## Exercise
Format every line of the records below as a Markdown table with the columns Row and Line. Number each nonblank line in Row and leave out the blank lines.

========

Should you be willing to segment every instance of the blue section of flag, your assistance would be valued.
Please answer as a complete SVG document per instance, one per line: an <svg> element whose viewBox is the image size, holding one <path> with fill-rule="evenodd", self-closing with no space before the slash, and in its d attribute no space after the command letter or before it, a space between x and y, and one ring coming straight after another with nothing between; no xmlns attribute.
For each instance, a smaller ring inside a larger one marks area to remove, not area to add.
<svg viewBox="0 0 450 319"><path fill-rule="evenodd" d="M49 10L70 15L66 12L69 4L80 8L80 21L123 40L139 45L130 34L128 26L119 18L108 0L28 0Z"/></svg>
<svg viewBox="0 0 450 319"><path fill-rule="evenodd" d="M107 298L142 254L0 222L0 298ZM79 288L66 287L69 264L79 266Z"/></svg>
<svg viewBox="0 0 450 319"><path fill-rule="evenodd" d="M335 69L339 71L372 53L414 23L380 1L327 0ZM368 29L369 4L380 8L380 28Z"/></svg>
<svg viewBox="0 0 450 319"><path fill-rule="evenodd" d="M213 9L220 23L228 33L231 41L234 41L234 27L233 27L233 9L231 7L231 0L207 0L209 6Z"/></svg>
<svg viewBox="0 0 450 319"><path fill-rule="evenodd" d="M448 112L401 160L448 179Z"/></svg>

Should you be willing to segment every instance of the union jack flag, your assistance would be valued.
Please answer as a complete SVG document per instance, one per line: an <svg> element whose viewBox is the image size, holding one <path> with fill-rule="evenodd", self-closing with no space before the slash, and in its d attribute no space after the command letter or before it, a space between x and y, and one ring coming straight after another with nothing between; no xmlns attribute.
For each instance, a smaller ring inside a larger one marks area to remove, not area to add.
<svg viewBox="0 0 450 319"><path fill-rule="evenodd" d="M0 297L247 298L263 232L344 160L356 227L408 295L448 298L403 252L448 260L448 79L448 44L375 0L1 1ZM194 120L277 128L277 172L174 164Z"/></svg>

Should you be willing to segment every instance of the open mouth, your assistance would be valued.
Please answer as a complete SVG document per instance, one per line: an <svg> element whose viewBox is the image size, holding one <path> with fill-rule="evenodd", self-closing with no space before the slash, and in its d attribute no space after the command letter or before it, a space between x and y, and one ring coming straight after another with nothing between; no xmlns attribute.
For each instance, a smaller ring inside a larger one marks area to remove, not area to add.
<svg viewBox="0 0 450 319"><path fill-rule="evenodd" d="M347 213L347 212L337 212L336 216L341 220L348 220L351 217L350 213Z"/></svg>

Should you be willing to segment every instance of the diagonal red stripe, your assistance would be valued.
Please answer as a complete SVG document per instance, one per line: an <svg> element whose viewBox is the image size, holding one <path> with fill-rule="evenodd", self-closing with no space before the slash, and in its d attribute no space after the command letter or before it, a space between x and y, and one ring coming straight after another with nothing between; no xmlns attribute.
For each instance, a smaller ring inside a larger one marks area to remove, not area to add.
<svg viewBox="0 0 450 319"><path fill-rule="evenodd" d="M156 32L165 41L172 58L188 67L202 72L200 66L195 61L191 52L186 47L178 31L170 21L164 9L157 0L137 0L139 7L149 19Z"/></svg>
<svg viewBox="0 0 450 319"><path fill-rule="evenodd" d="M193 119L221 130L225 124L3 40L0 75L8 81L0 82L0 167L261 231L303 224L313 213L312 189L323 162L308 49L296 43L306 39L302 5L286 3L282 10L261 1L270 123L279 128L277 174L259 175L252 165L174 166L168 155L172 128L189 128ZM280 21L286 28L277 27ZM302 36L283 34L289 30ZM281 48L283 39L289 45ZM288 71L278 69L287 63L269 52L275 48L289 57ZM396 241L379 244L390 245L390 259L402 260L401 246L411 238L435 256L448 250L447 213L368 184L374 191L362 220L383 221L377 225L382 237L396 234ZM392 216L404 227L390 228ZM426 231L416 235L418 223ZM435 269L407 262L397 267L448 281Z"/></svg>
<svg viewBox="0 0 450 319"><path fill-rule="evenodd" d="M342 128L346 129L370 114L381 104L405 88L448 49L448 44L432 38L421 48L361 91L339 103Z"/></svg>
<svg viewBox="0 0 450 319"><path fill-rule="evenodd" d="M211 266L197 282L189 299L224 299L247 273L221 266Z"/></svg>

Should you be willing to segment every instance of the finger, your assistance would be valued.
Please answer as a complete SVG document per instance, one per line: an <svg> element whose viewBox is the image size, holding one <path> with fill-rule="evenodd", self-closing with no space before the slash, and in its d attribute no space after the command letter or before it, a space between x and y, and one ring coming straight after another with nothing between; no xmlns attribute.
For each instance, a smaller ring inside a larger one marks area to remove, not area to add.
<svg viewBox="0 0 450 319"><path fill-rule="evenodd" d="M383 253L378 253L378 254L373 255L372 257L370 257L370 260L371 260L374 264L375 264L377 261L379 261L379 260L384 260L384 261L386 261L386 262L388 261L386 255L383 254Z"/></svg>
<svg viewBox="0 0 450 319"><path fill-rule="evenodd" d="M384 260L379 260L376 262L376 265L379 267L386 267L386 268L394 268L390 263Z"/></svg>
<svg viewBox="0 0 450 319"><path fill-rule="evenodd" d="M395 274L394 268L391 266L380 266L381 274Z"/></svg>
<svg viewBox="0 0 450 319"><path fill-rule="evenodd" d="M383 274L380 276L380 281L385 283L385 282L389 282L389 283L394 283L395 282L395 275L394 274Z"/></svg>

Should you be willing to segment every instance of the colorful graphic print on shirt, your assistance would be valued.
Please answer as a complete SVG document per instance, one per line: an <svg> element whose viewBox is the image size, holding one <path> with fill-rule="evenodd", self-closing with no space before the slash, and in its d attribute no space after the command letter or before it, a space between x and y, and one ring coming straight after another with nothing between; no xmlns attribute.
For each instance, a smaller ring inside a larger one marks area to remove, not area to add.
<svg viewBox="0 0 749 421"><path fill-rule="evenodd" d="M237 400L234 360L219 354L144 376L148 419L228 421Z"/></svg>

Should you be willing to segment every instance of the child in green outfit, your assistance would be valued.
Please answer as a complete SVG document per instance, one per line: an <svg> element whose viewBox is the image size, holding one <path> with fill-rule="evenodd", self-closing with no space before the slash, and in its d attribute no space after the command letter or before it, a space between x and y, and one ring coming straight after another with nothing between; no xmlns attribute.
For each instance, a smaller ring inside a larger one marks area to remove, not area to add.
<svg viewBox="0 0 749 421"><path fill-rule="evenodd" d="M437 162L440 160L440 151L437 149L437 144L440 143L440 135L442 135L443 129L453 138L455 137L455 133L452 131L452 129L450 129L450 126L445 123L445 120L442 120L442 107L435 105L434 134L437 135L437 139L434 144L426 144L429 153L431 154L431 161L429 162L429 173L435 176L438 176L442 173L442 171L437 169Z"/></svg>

========

## Task output
| Row | Line |
|---|---|
| 1 | Should you be willing to segment every instance of the blue section of flag, your assistance would be valued. |
| 2 | Please answer as a complete SVG document per instance, one per line: an <svg> element whose viewBox is the image size, holding one <path> with fill-rule="evenodd", self-closing with no space before the slash, and in its d attribute no space after the command letter or before it, a space between x and y, and one ring coming straight after another with nothing between; no xmlns attribute. |
| 3 | For each instance, a smaller ring inside a larger one marks area to remove, not area to add. |
| 4 | <svg viewBox="0 0 450 319"><path fill-rule="evenodd" d="M49 10L70 15L66 12L69 4L80 8L80 21L123 40L139 45L130 34L128 26L119 18L108 0L28 0Z"/></svg> |
| 5 | <svg viewBox="0 0 450 319"><path fill-rule="evenodd" d="M107 298L142 254L0 222L0 298ZM79 288L66 287L69 264L79 266Z"/></svg> |
| 6 | <svg viewBox="0 0 450 319"><path fill-rule="evenodd" d="M335 69L339 71L372 53L414 23L380 1L327 0ZM368 29L369 4L380 8L380 28Z"/></svg> |
| 7 | <svg viewBox="0 0 450 319"><path fill-rule="evenodd" d="M213 9L220 23L228 33L231 41L234 41L234 27L233 27L233 9L231 7L231 0L207 0L209 6Z"/></svg> |
| 8 | <svg viewBox="0 0 450 319"><path fill-rule="evenodd" d="M448 112L401 160L448 179Z"/></svg> |
| 9 | Should you be willing to segment every instance of the union jack flag, your assistance would be valued. |
| 10 | Please answer as a complete SVG document per instance, one per line: an <svg> element whose viewBox is the image size, holding one <path> with fill-rule="evenodd", self-closing with no space before the slash, and in its d attribute no space after the command letter or before it, a space between x and y, and one ring coming straight after another with nothing between; no xmlns attribute. |
| 11 | For each instance, a smaller ring inside a larger one marks area to remove, not area to add. |
| 12 | <svg viewBox="0 0 450 319"><path fill-rule="evenodd" d="M0 297L247 298L263 232L344 160L356 227L408 295L448 298L403 252L448 260L448 79L448 44L375 0L1 1ZM194 120L277 128L277 172L174 164Z"/></svg> |
| 13 | Should you be willing to segment every instance of the open mouth, your assistance would be valued. |
| 14 | Please answer as a complete SVG document per instance, one per line: an <svg> element whose viewBox is the image size, holding one <path> with fill-rule="evenodd", self-closing with no space before the slash, and in its d attribute no space after the command letter or before it, a space between x and y, and one ring coming straight after another with nothing between; no xmlns attribute. |
| 15 | For each instance, a smaller ring inside a larger one marks area to remove, not area to add. |
| 16 | <svg viewBox="0 0 450 319"><path fill-rule="evenodd" d="M347 213L347 212L337 212L336 216L341 220L348 220L351 217L350 213Z"/></svg> |
| 17 | Should you be willing to segment every instance of the diagonal red stripe, your assistance would be valued. |
| 18 | Please answer as a complete SVG document per instance, one per line: an <svg> element whose viewBox is the image size, holding one <path> with fill-rule="evenodd", self-closing with no space before the slash, and in its d attribute no space after the command letter or before it, a space between x and y, and one ring coming straight after another with nothing between; no xmlns attribute. |
| 19 | For each instance, a smaller ring inside a larger one marks area to remove, not area to add. |
| 20 | <svg viewBox="0 0 450 319"><path fill-rule="evenodd" d="M156 32L165 41L172 58L188 67L202 72L200 66L195 61L191 52L186 47L178 31L170 21L164 9L157 0L137 0L139 7L149 19Z"/></svg> |
| 21 | <svg viewBox="0 0 450 319"><path fill-rule="evenodd" d="M193 119L221 130L225 124L3 40L0 75L8 81L0 82L0 167L261 231L303 224L313 213L312 189L323 162L308 49L296 43L306 39L302 5L286 3L282 10L261 1L270 123L279 128L277 174L259 175L252 165L174 166L168 155L172 128L189 128ZM280 21L286 28L277 27ZM302 36L283 34L289 30ZM281 48L283 39L289 45ZM288 71L278 69L287 63L269 52L275 48L289 57ZM396 241L379 244L390 245L390 259L402 260L401 246L411 238L435 256L448 250L447 213L368 184L374 191L362 220L383 221L377 225L382 237L396 234ZM392 216L404 227L390 228ZM426 231L416 235L418 223ZM435 269L407 262L397 267L448 281Z"/></svg> |
| 22 | <svg viewBox="0 0 450 319"><path fill-rule="evenodd" d="M342 128L346 129L370 114L381 104L405 88L448 49L448 44L432 38L421 48L361 91L339 103Z"/></svg> |
| 23 | <svg viewBox="0 0 450 319"><path fill-rule="evenodd" d="M211 266L197 282L189 299L224 299L247 273L221 266Z"/></svg> |
| 24 | Should you be willing to segment every instance of the finger, your assistance would be valued. |
| 25 | Please answer as a complete SVG document per instance, one per line: an <svg> element whose viewBox is the image size, holding one <path> with fill-rule="evenodd", self-closing with no space before the slash, and in its d attribute no space after the command letter or before it, a space between x and y, and one ring coming straight after another with nothing between; no xmlns attribute. |
| 26 | For each instance, a smaller ring inside a larger one marks area to remove, not area to add. |
| 27 | <svg viewBox="0 0 450 319"><path fill-rule="evenodd" d="M383 253L378 253L378 254L373 255L372 257L370 257L370 260L371 260L374 264L375 264L377 261L379 261L379 260L384 260L384 261L386 261L386 262L388 261L386 255L383 254Z"/></svg> |
| 28 | <svg viewBox="0 0 450 319"><path fill-rule="evenodd" d="M384 260L379 260L376 262L376 265L379 267L386 267L386 268L394 268L390 263Z"/></svg> |
| 29 | <svg viewBox="0 0 450 319"><path fill-rule="evenodd" d="M395 274L394 268L391 266L380 266L381 274Z"/></svg> |
| 30 | <svg viewBox="0 0 450 319"><path fill-rule="evenodd" d="M383 274L380 276L380 281L385 283L385 282L389 282L389 283L394 283L395 282L395 275L394 274Z"/></svg> |
| 31 | Should you be willing to segment every instance of the colorful graphic print on shirt, your assistance would be valued. |
| 32 | Please answer as a complete SVG document per instance, one per line: an <svg> element whose viewBox is the image size, holding one <path> with fill-rule="evenodd", self-closing with no space before the slash, and in its d attribute no space after the command letter or before it, a space between x and y, and one ring coming straight after another with nothing between; no xmlns attribute. |
| 33 | For each instance, a smaller ring inside a larger one marks area to remove, not area to add. |
| 34 | <svg viewBox="0 0 749 421"><path fill-rule="evenodd" d="M237 400L234 360L219 354L144 376L148 419L228 421Z"/></svg> |
| 35 | Should you be willing to segment every instance of the child in green outfit, your assistance would be valued. |
| 36 | Please answer as a complete SVG document per instance, one per line: an <svg> element whose viewBox is the image size, holding one <path> with fill-rule="evenodd", self-closing with no space before the slash, and in its d attribute no space after the command letter or before it, a space between x and y, and one ring coming straight after another with nothing between; no xmlns attribute. |
| 37 | For each instance, a smaller ring inside a larger one marks area to remove, not area to add. |
| 38 | <svg viewBox="0 0 749 421"><path fill-rule="evenodd" d="M437 162L440 160L440 151L437 149L437 144L440 143L440 135L442 135L443 129L453 138L455 137L455 133L452 131L452 129L450 129L450 126L445 123L445 120L442 120L442 107L435 105L434 134L437 135L437 139L434 144L426 144L429 153L431 154L431 161L429 162L429 173L435 176L438 176L442 173L442 171L437 169Z"/></svg> |